Copy the filtering text from "First, compute the" to "to train hits.", substituting "Tanimoto similarity" for every "Tversky similarity".

| Document text |
- - -
Filter generated molecules

Run three filtering steps to select molecules for experimental testing based on novelty, predicted bioactivity, and diversity.

Novelty

Filter for molecules that are structurally novel, i.e., dissimilar from the training hits and the ChEMBL antibacterials.

First, compute the nearest neighbor Tversky similarity between the generated molecules and the training hits or ChEMBL antibacterials to determine the novelty of each generated molecule. Tversky similarity is used to determine what proportion of the functional groups of known antibacterials are contained within the generated molecules.

Compute Tversky similarity to train hits.

for NAME in 6_generations_chemprop 7_generations_chemprop_rdkit 8_generations_random_forest
do
chemfunc nearest_neighbor \
    --data_path data/Data/${NAME}/molecules.csv \
    --reference_data_path data/Data/1_training_data/antibiotics_hits.csv \
    --reference_name antibiotics_hits \
    --metric tversky
done

Compute Tversky similarity to ChEMBL antibacterials.
- - -
| Supplied material |
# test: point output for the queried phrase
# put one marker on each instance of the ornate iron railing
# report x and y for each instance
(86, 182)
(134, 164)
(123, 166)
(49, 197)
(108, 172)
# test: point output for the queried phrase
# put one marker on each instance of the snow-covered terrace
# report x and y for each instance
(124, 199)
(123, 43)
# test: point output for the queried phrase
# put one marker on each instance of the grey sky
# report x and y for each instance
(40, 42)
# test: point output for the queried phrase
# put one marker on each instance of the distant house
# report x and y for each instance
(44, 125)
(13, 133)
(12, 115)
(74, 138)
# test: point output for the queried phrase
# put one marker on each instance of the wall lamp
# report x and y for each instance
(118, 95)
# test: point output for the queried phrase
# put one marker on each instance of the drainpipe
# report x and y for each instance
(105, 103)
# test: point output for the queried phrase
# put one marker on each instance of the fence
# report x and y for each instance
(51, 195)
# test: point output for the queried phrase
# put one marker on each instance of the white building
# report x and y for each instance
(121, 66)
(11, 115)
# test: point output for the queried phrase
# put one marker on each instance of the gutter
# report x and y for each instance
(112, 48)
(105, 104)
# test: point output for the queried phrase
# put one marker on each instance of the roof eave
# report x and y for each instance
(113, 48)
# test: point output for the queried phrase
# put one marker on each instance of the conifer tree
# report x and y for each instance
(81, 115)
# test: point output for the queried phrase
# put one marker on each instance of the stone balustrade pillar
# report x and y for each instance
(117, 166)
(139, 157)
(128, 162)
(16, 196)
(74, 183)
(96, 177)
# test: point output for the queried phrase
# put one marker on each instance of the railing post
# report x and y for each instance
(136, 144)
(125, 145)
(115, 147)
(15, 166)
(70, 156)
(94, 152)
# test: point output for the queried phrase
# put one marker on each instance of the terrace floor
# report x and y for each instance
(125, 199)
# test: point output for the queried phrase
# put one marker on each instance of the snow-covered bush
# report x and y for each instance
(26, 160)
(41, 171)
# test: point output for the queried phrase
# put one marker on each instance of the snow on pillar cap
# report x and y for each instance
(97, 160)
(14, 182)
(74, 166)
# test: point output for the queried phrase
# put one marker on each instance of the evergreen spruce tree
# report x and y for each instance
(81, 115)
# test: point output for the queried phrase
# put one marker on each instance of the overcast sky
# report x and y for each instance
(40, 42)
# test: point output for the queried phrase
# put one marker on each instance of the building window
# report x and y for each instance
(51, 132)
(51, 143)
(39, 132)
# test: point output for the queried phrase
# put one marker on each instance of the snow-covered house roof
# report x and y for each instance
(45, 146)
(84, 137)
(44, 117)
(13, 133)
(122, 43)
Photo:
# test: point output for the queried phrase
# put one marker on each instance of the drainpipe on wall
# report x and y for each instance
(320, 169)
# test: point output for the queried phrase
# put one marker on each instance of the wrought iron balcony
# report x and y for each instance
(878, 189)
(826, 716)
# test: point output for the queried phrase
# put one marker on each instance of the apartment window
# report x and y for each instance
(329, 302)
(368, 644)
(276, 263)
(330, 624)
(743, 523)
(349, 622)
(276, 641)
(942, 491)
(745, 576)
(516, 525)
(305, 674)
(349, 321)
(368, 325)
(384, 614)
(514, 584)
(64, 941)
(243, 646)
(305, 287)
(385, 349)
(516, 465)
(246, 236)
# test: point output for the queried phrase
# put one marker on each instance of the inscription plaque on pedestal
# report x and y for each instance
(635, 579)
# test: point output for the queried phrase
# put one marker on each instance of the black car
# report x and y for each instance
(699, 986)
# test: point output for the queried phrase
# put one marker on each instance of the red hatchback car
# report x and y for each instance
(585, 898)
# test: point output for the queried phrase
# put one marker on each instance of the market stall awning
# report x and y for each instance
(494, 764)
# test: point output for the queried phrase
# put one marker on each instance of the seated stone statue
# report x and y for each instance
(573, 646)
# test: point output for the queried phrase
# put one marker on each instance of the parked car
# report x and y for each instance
- - -
| Written response |
First, compute the nearest neighbor Tanimoto similarity between the generated molecules and the training hits or ChEMBL antibacterials to determine the novelty of each generated molecule. Tanimoto similarity is used to determine what proportion of the functional groups of known antibacterials are contained within the generated molecules.

Compute Tanimoto similarity to train hits.